**Ejercicios:**
(a) Resume en forma de lista el párrafo del texto sobre la sanidad pública que empieza con «Por el contrario, el discurso de la derecha», sin perder sus datos principales.
(b) Reproduce del texto dado el fragmento entre "Por el contrario, el" y "de derechos, etc.", ambos incluidos.

Por el contrario, el discurso de la derecha es que los problemas de financiación no son coyunturales sino estructurales, es decir, consideran que la sanidad pública es insostenible. Detrás de este discurso no existe una convicción informada sino un prejuicio ideológico sustentando en la idea de que nada público está bien gestionado. Por tanto, la «insostenibilidad» de la sanidad pública no sería sino una estupenda excusa para introducir reformas guiadas por el mercado como una manera de mejorar su eficiencia: lo que llaman eufemísticamente, co-responsabilización del usuario, es decir, co-pagos; incentivos profesionales vinculados a resultados económicos; paulatino cambio de un modelo universal de sistema nacional de salud a uno de aseguramiento con restricciones de la universalidad mediante la retirada de derechos, etc.

**Fragmentos de datos:**
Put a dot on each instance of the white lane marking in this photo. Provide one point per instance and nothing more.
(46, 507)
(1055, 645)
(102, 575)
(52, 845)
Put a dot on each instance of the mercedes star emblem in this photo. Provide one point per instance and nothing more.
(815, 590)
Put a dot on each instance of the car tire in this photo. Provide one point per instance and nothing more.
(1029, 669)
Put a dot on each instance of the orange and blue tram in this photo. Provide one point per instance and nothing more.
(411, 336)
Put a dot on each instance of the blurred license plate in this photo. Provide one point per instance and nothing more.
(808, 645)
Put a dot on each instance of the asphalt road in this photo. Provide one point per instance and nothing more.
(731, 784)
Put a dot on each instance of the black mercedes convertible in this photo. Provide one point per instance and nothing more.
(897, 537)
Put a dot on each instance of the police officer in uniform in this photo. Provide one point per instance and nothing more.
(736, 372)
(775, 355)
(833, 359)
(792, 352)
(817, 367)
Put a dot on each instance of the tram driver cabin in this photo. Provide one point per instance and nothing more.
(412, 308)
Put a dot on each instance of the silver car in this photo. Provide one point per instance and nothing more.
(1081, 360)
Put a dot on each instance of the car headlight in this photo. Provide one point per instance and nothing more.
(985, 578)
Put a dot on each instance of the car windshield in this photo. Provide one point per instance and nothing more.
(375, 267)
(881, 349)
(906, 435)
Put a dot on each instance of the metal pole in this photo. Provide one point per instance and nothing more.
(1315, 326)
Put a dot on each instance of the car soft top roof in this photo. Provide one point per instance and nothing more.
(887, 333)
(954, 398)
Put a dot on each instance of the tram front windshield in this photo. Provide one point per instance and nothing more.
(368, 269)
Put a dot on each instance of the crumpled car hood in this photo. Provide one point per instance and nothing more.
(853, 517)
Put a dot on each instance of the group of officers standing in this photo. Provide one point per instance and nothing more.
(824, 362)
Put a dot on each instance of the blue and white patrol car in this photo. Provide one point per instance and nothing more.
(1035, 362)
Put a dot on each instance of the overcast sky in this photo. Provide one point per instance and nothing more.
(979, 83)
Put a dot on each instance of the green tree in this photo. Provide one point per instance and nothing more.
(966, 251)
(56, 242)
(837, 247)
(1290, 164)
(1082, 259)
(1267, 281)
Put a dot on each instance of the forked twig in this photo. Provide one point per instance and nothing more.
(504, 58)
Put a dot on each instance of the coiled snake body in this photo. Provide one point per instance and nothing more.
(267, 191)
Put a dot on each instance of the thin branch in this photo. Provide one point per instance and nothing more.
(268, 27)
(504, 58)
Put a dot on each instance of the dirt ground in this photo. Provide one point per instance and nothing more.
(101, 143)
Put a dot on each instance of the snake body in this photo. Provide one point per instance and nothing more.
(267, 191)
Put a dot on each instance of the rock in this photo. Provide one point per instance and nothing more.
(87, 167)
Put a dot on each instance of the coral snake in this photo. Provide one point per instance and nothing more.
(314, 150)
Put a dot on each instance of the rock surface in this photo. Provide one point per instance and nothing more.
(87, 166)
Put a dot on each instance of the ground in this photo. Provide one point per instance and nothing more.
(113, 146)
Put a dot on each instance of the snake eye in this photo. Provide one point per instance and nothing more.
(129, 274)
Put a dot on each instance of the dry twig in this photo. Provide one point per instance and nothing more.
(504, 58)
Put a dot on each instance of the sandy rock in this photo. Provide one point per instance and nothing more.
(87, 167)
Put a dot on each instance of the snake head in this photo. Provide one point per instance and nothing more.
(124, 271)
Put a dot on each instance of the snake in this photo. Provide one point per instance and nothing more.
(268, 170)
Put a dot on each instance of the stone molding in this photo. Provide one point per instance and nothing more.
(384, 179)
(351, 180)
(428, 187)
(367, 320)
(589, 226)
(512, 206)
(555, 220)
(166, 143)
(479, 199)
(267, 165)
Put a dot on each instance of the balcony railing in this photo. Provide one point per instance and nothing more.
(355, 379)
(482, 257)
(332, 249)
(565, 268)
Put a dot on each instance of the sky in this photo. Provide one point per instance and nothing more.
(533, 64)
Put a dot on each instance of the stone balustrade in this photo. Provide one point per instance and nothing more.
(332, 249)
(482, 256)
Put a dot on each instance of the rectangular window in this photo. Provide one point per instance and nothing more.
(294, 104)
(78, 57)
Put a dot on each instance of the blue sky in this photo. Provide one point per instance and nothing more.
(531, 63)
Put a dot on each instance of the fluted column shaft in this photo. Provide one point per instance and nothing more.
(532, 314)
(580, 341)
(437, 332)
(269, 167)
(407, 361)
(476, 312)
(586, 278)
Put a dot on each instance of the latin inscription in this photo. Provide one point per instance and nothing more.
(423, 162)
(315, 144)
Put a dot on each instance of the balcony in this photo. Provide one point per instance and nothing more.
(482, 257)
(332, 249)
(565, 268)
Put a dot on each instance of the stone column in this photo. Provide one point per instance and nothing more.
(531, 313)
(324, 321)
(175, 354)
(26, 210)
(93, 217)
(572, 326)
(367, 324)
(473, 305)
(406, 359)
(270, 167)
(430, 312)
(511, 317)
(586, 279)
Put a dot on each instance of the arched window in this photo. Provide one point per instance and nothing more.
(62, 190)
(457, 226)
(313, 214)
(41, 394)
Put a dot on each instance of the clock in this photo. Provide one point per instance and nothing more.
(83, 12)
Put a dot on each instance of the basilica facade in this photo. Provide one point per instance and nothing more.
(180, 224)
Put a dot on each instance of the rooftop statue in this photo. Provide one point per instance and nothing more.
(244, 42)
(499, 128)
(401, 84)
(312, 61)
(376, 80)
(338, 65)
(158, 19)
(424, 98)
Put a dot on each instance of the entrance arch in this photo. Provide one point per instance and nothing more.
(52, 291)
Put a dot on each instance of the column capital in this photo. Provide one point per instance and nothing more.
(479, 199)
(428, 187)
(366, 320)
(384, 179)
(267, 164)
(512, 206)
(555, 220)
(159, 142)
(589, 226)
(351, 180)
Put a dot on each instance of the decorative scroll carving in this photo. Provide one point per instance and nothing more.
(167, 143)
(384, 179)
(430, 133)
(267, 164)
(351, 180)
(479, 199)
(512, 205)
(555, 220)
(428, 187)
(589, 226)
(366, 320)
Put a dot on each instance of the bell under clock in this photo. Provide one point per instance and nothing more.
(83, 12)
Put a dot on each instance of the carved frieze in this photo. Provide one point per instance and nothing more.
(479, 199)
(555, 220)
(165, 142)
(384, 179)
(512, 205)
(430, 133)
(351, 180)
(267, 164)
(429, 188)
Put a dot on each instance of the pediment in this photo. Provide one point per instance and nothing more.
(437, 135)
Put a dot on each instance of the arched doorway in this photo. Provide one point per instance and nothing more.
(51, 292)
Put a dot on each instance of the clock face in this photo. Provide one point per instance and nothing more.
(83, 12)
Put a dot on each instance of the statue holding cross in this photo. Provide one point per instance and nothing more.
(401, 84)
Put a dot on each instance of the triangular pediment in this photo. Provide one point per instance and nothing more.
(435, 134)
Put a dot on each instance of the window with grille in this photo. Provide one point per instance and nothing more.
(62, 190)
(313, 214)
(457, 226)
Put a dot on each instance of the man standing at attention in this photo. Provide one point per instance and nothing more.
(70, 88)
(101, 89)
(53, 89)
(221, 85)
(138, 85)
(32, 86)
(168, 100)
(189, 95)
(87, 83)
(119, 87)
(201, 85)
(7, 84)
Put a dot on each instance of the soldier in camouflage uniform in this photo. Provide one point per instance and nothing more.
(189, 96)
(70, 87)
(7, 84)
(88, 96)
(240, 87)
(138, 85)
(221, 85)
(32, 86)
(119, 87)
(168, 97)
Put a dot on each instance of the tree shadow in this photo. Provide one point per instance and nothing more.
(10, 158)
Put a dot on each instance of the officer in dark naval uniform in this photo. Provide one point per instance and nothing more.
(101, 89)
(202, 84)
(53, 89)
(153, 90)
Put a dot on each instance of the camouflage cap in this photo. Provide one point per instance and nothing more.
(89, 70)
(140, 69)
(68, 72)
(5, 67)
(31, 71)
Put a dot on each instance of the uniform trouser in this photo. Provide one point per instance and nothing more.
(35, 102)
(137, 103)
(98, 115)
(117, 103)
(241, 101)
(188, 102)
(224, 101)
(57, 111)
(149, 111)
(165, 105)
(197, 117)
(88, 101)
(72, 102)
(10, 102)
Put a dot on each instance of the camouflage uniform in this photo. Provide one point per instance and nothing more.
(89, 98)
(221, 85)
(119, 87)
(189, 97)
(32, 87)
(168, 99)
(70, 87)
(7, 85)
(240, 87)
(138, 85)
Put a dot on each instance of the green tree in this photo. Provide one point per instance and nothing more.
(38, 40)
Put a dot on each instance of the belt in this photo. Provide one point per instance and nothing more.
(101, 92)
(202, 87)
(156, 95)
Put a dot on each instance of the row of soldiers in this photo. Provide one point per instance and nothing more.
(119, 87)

**Respuestas:**
(a)
- Según la derecha, los problemas de financiación de la sanidad pública son estructurales, no coyunturales, y la sanidad pública es insostenible.
- Ese discurso no nace de una convicción informada, sino del prejuicio ideológico de que nada público está bien gestionado.
- La «insostenibilidad» serviría de excusa para introducir reformas guiadas por el mercado con el fin de mejorar la eficiencia:
  - co-pagos, a los que llaman «co-responsabilización del usuario»;
  - incentivos profesionales ligados a resultados económicos;
  - paso gradual de un sistema nacional de salud universal a un modelo de aseguramiento, que limita la universalidad retirando derechos.

(b)
Por el contrario, el discurso de la derecha es que los problemas de financiación no son coyunturales sino estructurales, es decir, consideran que la sanidad pública es insostenible. Detrás de este discurso no existe una convicción informada sino un prejuicio ideológico sustentando en la idea de que nada público está bien gestionado. Por tanto, la «insostenibilidad» de la sanidad pública no sería sino una estupenda excusa para introducir reformas guiadas por el mercado como una manera de mejorar su eficiencia: lo que llaman eufemísticamente, co-responsabilización del usuario, es decir, co-pagos; incentivos profesionales vinculados a resultados económicos; paulatino cambio de un modelo universal de sistema nacional de salud a uno de aseguramiento con restricciones de la universalidad mediante la retirada de derechos, etc.